• **Objective**:
Gather every line in the entries below that contains the word "yellow", and copy each such line in full.

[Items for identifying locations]

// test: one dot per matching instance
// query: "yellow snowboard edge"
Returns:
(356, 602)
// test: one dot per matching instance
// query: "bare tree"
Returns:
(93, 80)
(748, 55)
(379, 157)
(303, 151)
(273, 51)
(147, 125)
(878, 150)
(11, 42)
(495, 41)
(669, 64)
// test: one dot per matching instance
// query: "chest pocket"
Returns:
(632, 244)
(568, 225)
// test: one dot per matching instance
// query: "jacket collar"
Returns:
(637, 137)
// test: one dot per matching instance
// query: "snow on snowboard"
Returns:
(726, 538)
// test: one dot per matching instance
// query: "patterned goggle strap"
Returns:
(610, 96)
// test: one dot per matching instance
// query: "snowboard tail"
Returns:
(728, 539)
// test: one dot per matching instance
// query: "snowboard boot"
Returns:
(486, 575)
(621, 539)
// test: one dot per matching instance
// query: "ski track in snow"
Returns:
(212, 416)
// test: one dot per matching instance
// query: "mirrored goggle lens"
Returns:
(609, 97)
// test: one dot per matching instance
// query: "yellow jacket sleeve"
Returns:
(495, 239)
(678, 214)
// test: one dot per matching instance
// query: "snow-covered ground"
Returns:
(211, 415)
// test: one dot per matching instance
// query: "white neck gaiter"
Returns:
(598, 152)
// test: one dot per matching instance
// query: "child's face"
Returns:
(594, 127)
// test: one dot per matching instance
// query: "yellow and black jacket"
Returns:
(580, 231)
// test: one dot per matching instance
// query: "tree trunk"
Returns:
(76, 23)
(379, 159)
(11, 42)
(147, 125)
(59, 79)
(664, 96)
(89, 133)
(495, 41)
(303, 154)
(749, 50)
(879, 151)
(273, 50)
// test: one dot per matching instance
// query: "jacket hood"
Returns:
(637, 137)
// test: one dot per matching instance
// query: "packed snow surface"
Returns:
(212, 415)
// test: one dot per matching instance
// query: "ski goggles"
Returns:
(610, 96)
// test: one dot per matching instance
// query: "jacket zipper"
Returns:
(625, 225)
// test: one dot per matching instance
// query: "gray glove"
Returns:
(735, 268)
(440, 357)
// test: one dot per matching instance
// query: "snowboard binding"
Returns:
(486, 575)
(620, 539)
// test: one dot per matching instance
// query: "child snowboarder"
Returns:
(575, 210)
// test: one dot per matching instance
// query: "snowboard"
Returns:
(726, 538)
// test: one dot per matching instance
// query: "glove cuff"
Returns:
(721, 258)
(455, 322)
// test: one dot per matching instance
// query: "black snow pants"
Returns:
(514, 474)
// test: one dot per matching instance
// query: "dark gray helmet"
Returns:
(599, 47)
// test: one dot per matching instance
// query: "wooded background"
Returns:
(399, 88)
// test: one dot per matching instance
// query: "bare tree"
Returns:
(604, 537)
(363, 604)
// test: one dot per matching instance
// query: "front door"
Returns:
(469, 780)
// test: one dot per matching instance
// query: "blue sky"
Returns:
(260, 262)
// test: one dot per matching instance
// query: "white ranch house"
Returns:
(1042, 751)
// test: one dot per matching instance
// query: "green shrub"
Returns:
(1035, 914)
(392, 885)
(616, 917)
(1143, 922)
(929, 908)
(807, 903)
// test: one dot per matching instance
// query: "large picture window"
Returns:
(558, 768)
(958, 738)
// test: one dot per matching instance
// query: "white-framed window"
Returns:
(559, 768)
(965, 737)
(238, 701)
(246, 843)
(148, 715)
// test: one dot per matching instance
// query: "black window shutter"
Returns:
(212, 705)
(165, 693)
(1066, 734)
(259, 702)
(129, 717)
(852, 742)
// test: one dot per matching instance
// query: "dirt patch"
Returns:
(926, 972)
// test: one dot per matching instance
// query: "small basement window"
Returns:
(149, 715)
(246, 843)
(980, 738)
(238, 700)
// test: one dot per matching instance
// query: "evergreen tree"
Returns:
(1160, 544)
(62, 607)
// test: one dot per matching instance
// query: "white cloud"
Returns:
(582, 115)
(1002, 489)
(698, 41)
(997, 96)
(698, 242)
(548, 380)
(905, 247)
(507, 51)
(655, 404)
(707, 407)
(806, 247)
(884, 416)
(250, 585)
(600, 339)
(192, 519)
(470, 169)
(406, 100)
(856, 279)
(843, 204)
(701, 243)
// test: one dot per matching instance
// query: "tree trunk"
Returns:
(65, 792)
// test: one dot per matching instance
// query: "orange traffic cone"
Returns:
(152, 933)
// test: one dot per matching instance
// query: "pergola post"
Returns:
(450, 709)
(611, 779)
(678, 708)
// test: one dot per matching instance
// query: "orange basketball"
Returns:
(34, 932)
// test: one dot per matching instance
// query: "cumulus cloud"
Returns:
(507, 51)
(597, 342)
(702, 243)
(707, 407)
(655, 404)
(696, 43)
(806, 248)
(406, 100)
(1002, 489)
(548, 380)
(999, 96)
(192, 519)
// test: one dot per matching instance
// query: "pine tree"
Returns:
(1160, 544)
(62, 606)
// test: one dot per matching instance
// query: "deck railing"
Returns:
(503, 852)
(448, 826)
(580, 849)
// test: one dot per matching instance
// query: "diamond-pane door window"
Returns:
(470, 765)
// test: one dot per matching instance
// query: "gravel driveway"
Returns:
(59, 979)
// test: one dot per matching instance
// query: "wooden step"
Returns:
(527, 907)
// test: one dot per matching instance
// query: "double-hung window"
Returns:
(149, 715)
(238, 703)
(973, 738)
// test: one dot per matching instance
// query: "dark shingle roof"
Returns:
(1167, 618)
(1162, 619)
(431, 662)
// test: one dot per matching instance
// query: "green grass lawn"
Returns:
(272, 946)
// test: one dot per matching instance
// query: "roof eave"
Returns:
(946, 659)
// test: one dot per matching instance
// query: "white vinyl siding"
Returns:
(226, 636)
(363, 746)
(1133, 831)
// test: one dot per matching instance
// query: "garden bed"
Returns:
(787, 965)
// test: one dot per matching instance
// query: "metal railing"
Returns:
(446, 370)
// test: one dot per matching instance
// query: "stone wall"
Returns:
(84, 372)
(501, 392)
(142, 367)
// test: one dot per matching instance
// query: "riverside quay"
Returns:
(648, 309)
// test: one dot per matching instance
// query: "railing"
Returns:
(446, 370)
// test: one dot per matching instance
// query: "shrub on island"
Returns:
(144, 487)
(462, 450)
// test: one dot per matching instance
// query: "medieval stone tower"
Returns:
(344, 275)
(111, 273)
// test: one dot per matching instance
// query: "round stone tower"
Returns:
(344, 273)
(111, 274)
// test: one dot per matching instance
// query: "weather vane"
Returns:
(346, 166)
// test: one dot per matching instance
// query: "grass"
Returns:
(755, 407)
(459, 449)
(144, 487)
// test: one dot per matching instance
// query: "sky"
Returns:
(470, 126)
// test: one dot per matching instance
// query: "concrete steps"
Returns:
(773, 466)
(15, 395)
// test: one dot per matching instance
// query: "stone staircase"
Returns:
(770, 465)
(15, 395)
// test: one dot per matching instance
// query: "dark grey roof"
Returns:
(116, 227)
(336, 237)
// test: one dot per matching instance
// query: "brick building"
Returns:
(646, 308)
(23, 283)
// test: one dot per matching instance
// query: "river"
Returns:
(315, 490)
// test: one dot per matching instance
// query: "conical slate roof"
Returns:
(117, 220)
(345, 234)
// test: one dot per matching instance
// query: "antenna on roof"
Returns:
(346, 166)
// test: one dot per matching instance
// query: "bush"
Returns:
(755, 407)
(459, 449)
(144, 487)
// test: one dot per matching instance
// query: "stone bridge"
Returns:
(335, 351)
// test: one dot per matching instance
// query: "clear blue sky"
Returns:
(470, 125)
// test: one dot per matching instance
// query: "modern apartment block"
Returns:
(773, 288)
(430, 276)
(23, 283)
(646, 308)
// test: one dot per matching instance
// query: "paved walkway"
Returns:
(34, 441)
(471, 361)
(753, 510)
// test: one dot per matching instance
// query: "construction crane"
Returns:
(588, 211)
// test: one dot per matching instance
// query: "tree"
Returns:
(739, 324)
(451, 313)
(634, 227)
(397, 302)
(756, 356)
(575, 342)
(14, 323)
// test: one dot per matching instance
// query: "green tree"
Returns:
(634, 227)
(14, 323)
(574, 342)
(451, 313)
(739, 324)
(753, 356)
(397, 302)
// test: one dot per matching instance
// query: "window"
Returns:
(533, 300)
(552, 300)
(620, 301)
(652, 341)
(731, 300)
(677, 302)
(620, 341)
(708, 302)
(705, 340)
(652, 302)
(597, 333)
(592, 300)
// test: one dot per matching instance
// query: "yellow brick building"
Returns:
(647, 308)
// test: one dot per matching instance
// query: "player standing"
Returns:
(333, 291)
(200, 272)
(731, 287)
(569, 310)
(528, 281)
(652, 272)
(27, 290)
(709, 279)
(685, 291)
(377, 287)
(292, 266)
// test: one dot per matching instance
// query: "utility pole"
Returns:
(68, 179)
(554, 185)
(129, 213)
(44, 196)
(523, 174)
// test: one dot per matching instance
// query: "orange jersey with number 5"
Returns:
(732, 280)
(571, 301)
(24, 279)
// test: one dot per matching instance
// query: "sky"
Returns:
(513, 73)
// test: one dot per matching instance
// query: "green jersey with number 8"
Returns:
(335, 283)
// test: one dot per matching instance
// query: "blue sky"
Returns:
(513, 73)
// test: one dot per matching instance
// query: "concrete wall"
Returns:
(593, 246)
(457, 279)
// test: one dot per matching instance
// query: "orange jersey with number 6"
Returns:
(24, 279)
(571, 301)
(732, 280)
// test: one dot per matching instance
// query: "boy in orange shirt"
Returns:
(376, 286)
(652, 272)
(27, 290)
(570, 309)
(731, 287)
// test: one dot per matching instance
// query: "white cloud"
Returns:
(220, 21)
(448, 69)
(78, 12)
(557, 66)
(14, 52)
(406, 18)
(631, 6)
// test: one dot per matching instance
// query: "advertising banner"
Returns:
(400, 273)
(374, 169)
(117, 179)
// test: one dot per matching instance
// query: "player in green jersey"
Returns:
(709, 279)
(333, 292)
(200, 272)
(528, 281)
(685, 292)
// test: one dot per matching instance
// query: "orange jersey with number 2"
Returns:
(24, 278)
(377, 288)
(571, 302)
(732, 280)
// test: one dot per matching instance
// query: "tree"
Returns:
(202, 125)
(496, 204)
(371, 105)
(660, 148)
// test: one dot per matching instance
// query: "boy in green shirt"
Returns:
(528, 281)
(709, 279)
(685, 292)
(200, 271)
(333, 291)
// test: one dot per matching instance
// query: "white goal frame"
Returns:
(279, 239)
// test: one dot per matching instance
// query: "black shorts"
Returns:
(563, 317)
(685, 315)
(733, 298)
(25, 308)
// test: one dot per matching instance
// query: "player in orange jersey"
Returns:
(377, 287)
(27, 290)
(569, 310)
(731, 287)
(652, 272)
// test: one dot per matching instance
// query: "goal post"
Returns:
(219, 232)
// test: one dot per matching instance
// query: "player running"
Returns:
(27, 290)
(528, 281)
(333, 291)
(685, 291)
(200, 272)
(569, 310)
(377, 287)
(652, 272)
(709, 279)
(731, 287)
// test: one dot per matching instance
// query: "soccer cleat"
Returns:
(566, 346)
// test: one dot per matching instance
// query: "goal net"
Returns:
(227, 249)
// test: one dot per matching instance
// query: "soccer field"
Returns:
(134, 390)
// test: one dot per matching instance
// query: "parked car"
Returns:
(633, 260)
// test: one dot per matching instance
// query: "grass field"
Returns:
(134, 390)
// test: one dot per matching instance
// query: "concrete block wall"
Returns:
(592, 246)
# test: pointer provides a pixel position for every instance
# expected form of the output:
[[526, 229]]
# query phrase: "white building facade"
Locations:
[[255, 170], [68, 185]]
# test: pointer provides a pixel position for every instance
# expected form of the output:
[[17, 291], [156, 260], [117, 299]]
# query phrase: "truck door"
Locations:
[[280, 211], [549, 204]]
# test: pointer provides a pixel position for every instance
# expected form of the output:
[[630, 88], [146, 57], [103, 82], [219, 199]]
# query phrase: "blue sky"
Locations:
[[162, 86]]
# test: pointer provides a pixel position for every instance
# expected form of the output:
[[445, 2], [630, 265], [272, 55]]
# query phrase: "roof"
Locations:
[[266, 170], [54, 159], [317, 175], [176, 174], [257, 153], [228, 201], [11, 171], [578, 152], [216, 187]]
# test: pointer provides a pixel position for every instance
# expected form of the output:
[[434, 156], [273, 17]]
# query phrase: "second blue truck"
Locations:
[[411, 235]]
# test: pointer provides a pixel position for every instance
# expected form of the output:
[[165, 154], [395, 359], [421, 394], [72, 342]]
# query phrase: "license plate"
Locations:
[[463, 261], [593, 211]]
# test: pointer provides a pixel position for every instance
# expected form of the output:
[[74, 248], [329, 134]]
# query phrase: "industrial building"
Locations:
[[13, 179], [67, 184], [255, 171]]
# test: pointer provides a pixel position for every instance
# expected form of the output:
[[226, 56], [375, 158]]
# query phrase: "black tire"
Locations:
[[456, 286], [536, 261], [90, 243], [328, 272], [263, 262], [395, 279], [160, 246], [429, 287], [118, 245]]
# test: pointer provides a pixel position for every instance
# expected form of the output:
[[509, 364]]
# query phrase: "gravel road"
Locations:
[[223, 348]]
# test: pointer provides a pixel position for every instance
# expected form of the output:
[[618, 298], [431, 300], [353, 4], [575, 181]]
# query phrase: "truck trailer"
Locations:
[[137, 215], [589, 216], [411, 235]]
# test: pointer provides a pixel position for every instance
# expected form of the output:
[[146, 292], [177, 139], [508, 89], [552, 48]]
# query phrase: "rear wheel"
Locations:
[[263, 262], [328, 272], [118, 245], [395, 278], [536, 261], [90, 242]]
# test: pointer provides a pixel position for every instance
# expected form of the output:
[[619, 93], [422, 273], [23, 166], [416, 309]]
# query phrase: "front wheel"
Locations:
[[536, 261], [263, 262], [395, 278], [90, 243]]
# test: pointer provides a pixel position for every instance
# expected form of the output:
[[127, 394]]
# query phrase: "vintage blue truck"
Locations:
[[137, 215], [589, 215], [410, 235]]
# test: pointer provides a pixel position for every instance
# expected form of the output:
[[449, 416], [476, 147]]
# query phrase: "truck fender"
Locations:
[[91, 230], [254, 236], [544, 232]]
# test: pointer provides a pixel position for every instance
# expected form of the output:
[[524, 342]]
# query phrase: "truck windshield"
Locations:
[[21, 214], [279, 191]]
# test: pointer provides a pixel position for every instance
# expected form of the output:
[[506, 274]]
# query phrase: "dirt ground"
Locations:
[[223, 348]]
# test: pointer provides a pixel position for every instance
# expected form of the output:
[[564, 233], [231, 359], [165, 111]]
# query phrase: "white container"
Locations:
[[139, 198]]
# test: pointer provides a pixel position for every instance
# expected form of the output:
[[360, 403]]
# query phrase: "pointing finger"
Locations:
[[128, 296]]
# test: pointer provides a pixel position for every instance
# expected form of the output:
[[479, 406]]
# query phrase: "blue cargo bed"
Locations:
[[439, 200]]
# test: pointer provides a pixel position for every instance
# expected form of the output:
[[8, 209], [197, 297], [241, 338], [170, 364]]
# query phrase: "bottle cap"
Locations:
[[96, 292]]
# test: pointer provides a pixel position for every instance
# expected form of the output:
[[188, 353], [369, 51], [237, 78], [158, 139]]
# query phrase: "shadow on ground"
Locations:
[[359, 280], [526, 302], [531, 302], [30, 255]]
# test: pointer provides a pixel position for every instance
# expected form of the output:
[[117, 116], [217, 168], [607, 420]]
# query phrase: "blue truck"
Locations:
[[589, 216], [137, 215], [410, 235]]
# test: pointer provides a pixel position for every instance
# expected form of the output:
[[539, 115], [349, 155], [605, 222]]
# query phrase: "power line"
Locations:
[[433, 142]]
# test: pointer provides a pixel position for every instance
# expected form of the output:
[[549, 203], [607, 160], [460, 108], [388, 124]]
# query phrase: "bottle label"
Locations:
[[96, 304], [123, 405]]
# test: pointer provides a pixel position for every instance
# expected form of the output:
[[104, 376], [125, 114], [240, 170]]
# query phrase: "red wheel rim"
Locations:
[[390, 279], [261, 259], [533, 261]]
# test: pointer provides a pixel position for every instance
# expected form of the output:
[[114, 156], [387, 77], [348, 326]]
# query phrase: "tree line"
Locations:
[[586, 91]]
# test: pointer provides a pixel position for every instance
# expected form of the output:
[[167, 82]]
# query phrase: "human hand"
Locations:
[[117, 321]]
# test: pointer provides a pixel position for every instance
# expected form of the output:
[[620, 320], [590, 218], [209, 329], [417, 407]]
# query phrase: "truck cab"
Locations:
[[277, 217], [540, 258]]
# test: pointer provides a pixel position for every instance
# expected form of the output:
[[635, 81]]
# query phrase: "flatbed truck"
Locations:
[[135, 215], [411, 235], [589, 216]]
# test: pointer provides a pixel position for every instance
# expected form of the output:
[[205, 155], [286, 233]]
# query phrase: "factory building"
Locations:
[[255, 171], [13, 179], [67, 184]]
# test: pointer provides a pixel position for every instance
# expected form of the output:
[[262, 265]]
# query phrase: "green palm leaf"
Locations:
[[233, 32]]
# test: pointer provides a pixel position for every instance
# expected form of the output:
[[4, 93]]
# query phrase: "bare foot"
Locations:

• **Solution for this task**:
// query: "yellow snowboard edge"
// query: "yellow jacket sleeve"
// query: "yellow and black jacket"
// query: "yellow brick building"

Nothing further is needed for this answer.